**WRITTEN EXERCISE 1**
According to the blog post below, how is the Abercrombie and Fitch store on Fifth Avenue laid out?

-- GIVEN TEXT start --

Archive for the ‘selling’ Category

I’m just back from nearly three weeks in the US and spent considerable time in New York – it is, as ever, just about the most stimulating city on the planet.

I saw some amazing retailing and some inspirational restaurants but I have to say the quality of the coffee bars (that I saw anyway) wasn’t going to set the world on fire. But one of the things that Hugo and I preach endlessly is to take ideas from other industries and see how they might work in our industry and specifically in your business.

The Abercrombie and Fitch store on Fifth Avenue is the most breathtaking example of a business understanding exactly who their customers are that I think I have ever seen. And, it’s worth bearing in mind, at the age of 41 – I ain’t one of their target customers! But i still walked around in awe at what they were doing and the level of thought that had gone into it.

Basically the store is laid out and created like a nightclub. You have to queue to get in at any time of the day but this is nothing more than the classic nightclub policy of making the place look busier than it actually is. The twenty or so people queueing outside could easily be accomodated within the four floors. The queue moves very quickly. But that doesn’t mean it isn’t busy – it is. Very.

-- GIVEN TEXT end --

**WRITTEN EXERCISE 2**
Output the rows as a JSON list of strings, one per line, starting at the line containing "Here is your" and ending at the line containing "306,100 -> 348,350". Skip blank lines and leave out the pictures.

-- DATA ROWS start --

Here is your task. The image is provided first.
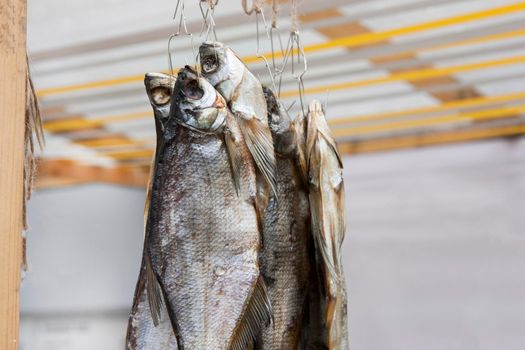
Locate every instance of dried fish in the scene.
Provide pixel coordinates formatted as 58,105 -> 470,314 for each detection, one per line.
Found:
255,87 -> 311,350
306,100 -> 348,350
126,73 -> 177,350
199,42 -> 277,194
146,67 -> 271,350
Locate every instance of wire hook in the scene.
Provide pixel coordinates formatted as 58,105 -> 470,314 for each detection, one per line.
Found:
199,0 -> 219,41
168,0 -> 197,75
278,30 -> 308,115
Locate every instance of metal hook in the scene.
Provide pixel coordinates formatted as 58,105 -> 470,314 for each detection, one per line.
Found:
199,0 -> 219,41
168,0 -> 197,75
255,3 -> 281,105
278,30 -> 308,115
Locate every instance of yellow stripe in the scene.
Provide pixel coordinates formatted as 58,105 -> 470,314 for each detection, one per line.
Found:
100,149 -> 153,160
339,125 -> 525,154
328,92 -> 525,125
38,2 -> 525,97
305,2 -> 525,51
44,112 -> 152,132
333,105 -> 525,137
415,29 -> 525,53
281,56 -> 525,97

-- DATA ROWS end --
-- DATA ROWS start --

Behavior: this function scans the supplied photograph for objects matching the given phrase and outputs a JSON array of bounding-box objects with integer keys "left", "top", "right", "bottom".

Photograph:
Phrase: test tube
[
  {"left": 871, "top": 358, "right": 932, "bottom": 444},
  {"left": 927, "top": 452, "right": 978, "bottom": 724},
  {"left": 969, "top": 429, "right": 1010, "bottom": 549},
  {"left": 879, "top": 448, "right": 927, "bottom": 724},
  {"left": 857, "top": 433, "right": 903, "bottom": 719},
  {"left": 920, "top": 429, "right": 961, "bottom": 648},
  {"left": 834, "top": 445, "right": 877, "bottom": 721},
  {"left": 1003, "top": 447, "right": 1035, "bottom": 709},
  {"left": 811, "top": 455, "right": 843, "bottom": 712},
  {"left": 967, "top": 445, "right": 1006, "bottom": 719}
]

-- DATA ROWS end --

**RESULT 1**
It is laid out and created like a nightclub.

**RESULT 2**
[
  "Here is your task. The image is provided first.",
  "Locate every instance of dried fish in the scene.",
  "Provide pixel coordinates formatted as 58,105 -> 470,314 for each detection, one per line.",
  "Found:",
  "255,87 -> 311,350",
  "306,100 -> 348,350"
]